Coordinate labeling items
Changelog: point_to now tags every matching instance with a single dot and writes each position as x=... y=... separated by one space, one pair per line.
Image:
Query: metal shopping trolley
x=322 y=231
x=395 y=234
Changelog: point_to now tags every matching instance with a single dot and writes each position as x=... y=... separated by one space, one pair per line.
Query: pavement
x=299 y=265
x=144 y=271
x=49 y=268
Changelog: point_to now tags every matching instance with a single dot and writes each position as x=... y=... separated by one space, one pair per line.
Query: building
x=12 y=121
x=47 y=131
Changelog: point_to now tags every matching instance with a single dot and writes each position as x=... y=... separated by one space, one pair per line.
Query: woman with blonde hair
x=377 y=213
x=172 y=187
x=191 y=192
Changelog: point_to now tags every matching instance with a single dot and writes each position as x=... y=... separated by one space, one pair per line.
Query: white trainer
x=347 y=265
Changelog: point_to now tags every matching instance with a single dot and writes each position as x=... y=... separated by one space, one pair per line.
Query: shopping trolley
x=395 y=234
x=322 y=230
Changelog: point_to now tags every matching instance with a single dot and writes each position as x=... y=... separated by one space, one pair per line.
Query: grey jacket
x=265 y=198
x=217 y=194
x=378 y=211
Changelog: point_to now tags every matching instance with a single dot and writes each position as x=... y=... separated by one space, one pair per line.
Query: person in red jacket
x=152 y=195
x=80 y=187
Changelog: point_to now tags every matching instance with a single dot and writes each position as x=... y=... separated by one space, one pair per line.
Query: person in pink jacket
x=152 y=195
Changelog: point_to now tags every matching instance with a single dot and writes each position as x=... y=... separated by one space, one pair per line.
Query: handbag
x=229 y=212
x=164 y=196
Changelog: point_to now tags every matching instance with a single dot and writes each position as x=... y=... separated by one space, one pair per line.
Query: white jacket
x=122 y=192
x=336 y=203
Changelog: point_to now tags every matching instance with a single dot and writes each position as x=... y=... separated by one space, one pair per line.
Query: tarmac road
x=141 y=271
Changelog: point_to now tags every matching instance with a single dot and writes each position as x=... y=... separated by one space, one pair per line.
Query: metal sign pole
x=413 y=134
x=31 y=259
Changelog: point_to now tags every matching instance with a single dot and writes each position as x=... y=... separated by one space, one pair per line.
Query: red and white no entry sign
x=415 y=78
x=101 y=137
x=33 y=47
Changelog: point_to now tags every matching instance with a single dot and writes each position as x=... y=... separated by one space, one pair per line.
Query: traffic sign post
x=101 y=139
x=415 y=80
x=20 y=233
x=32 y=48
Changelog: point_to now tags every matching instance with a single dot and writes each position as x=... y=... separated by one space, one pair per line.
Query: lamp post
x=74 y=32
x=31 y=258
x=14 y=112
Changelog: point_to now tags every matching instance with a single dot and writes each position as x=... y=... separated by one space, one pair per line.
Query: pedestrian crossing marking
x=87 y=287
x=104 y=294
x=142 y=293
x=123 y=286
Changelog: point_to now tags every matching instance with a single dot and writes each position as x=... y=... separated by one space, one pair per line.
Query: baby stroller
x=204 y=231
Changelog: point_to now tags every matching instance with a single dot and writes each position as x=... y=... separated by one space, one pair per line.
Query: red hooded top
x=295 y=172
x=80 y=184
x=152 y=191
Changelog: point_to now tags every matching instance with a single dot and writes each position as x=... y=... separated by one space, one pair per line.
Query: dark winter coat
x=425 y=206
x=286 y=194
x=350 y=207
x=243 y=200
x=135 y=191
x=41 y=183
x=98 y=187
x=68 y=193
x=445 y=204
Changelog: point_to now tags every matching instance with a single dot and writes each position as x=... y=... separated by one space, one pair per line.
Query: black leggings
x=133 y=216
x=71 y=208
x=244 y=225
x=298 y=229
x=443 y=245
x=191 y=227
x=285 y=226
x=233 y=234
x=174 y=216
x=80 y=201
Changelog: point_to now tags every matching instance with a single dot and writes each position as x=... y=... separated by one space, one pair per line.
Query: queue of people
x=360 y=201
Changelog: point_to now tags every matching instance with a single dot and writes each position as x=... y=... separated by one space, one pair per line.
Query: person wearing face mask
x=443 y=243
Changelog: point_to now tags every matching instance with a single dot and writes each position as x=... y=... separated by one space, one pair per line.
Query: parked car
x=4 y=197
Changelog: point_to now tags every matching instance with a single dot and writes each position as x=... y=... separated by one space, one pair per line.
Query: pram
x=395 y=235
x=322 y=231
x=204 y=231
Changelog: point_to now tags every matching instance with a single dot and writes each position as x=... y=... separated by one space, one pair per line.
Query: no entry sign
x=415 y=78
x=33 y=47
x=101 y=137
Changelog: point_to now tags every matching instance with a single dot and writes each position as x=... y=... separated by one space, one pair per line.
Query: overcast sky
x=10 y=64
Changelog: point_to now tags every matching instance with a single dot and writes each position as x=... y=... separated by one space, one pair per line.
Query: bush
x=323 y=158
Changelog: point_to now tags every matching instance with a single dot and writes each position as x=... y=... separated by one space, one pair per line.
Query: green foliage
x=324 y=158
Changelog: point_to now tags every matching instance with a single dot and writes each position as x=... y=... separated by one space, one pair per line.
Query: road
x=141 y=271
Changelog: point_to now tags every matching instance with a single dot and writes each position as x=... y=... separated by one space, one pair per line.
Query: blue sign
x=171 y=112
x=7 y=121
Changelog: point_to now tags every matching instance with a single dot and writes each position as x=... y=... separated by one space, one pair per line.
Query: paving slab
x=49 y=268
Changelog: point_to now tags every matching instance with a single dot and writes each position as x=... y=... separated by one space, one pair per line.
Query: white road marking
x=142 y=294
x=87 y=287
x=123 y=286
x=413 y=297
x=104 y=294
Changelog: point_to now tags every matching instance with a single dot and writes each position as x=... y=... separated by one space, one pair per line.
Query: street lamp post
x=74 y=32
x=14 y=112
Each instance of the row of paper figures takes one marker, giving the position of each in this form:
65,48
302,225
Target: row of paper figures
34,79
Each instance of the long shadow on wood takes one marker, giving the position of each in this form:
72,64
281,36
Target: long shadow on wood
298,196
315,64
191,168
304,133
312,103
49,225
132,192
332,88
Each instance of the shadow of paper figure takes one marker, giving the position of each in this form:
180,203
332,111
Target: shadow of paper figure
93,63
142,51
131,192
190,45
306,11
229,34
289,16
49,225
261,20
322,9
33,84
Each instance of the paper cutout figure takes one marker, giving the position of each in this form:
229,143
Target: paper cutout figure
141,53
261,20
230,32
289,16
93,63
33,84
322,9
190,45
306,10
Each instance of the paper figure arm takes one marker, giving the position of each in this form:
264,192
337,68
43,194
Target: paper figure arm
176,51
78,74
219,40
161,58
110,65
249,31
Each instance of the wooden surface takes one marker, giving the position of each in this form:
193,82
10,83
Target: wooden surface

Required work: Rewrite all of the items above, changing each "Changelog" to "Release note" and leaving everything else as it stands.

Result of this exercise:
Release note: point_to now tags every matching instance with a single dot and writes each position as x=... y=... separated by one space, one pair per line.
Image:
Query: metal shopping trolley
x=322 y=231
x=395 y=234
Release note: point_to now tags every matching instance with a single dot and writes each position as x=... y=... separated by one space, one pair per line.
Query: pavement
x=299 y=265
x=144 y=271
x=49 y=268
Release note: point_to now tags every matching instance with a single dot and writes each position as x=... y=... separated by one space, one pair per line.
Query: building
x=12 y=121
x=47 y=131
Release note: point_to now tags every matching instance with a single dot and writes each position as x=... y=... separated by one space, one pair per line.
Query: woman with blonde hair
x=377 y=213
x=172 y=187
x=191 y=192
Release note: point_to now tags every matching instance with a single dot and writes each position as x=... y=... separated by one space, one pair per line.
Query: white trainer
x=347 y=265
Release note: point_to now tags every matching instance with a single dot and writes each position as x=... y=... separated by one space, one pair per line.
Query: shopping trolley
x=395 y=234
x=322 y=230
Release note: point_to now tags every matching instance with a single dot and writes each position as x=... y=... separated by one space, one pair per line.
Query: grey jacket
x=265 y=198
x=217 y=194
x=378 y=211
Release note: point_to now tags every matching instance with a single dot and writes each position as x=... y=... separated by one space, one pair per line.
Query: person in red jacket
x=152 y=195
x=80 y=187
Release note: point_to now tags every matching instance with a single dot and writes each position as x=... y=... separated by one space, one pair per line.
Query: person in pink jacket
x=152 y=195
Release note: point_to now tags every matching instance with a single dot and writes each position as x=... y=... separated by one space, one pair per line.
Query: handbag
x=229 y=212
x=164 y=196
Release note: point_to now tags every matching instance with a single dot and writes each position as x=... y=... separated by one space, one pair per line.
Query: white jacket
x=122 y=192
x=336 y=203
Release note: point_to now tags every matching instance with a single dot and writes each position as x=... y=... separated by one space, one pair per line.
Query: tarmac road
x=141 y=271
Release note: point_to now tags every matching instance with a single dot and writes each position as x=... y=... separated by one space, one pair per line.
Query: metal sign pole
x=413 y=134
x=31 y=259
Release note: point_to now tags every matching instance with a single dot and writes each position as x=... y=... separated by one space, one pair per line.
Query: red and white no entry sign
x=415 y=78
x=101 y=137
x=33 y=47
Release note: point_to now tags every matching instance with a single dot and writes each position as x=... y=... separated by one space, one pair per line.
Query: traffic sign post
x=101 y=139
x=415 y=80
x=20 y=233
x=32 y=48
Release note: point_to now tags every matching instance with a single dot and writes each position as x=... y=... separated by one space, one pair per line.
Query: lamp post
x=74 y=32
x=31 y=258
x=14 y=112
Release note: point_to now tags every matching instance with a single dot and writes each position as x=... y=... separated by one space, one pair per line.
Query: pedestrian crossing marking
x=87 y=287
x=104 y=294
x=142 y=293
x=123 y=286
Release note: point_to now tags every matching instance with a single dot and writes each position as x=... y=... separated by one space, one pair per line.
Query: baby stroller
x=204 y=231
Release note: point_to now tags every matching instance with a single dot and writes each position as x=... y=... separated by one space, one pair per line.
Query: red hooded top
x=295 y=172
x=80 y=184
x=152 y=191
Release note: point_to now tags every matching instance with a single dot and writes each position as x=... y=... separated by one space, one pair per line.
Query: dark winter coat
x=425 y=206
x=286 y=194
x=350 y=207
x=243 y=200
x=135 y=191
x=41 y=183
x=98 y=187
x=68 y=193
x=445 y=204
Release note: point_to now tags every matching instance with a single dot and writes each position as x=... y=... separated by one space, one pair per line.
Query: black leggings
x=133 y=216
x=71 y=208
x=244 y=225
x=298 y=229
x=443 y=245
x=191 y=227
x=285 y=226
x=233 y=234
x=174 y=216
x=80 y=201
Release note: point_to now tags every matching instance with a single dot and writes each position as x=... y=... separated by one space, one pair per line.
Query: queue of people
x=360 y=201
Release note: point_to now tags every matching instance with a single dot and writes each position as x=... y=... separated by one space, one pair per line.
Query: person wearing face mask
x=443 y=243
Release note: point_to now tags every matching instance with a single dot and writes each position as x=... y=... separated by one space, one pair per line.
Query: parked car
x=4 y=197
Release note: point_to now tags every matching instance with a single dot and writes each position as x=... y=... separated by one space, one pair per line.
Query: pram
x=395 y=235
x=322 y=231
x=204 y=231
Release note: point_to now tags every matching instance with a single dot and writes each position as x=... y=... separated by one space, one pair per line.
Query: no entry sign
x=415 y=78
x=33 y=47
x=101 y=137
Release note: point_to now tags every matching instance with a single dot and writes each position as x=... y=... separated by one space, one pair per line.
Query: overcast sky
x=10 y=64
Release note: point_to now tags every matching instance with a single dot and writes each position as x=... y=... separated by one space, one pair per line.
Query: bush
x=323 y=158
Release note: point_to now tags every matching instance with a single dot and writes each position as x=... y=... separated by one space, one pair per line.
Query: green foliage
x=324 y=158
Release note: point_to now tags every matching instance with a single dot and writes each position as x=... y=... separated by one space, one pair per line.
Query: road
x=141 y=271
Release note: point_to now tags every matching instance with a single dot and writes each position as x=... y=... separated by one space, one pair per line.
Query: blue sign
x=171 y=112
x=7 y=121
Release note: point_to now tags every matching instance with a single dot and writes each position as x=... y=... separated by one space, one pair per line.
Query: paving slab
x=49 y=268
Release note: point_to now tags every matching instance with a single dot and writes each position as x=... y=... separated by one space, one pair per line.
Query: white road marking
x=142 y=294
x=87 y=287
x=123 y=286
x=413 y=297
x=104 y=294
Release note: point_to now tags every matching instance with a single dot and writes each position as x=... y=... separated by one space, one pair per line.
Query: street lamp post
x=74 y=32
x=14 y=112
Each instance of the row of paper figures takes one marker, giving the position of each in this form:
65,48
302,225
Target: row of paper figures
34,79
Each instance of the long shadow on wood takes one marker, giving the position of each in this form:
72,64
281,36
Target: long shadow on wood
298,196
315,64
191,168
304,133
312,103
49,225
132,192
332,88
Each instance of the shadow of paper figure takes one marker, giving the position of each in this form:
180,203
332,111
Target: shadow of paper figure
93,63
142,51
131,192
190,45
306,11
229,34
289,16
49,225
261,20
322,9
33,84
Each instance of the paper cutout figure takes one marker, giving the position of each in this form:
229,143
Target: paper cutout figure
141,53
261,20
230,32
289,16
93,63
33,84
322,9
190,45
306,10
Each instance of the paper figure arm takes one marker, giving the position of each in this form:
264,192
337,68
43,194
Target: paper figure arm
176,51
78,74
219,40
161,58
110,65
249,31
Each instance of the wooden surface takes one marker, giving the position of each in this form:
193,82
10,83
Target: wooden surface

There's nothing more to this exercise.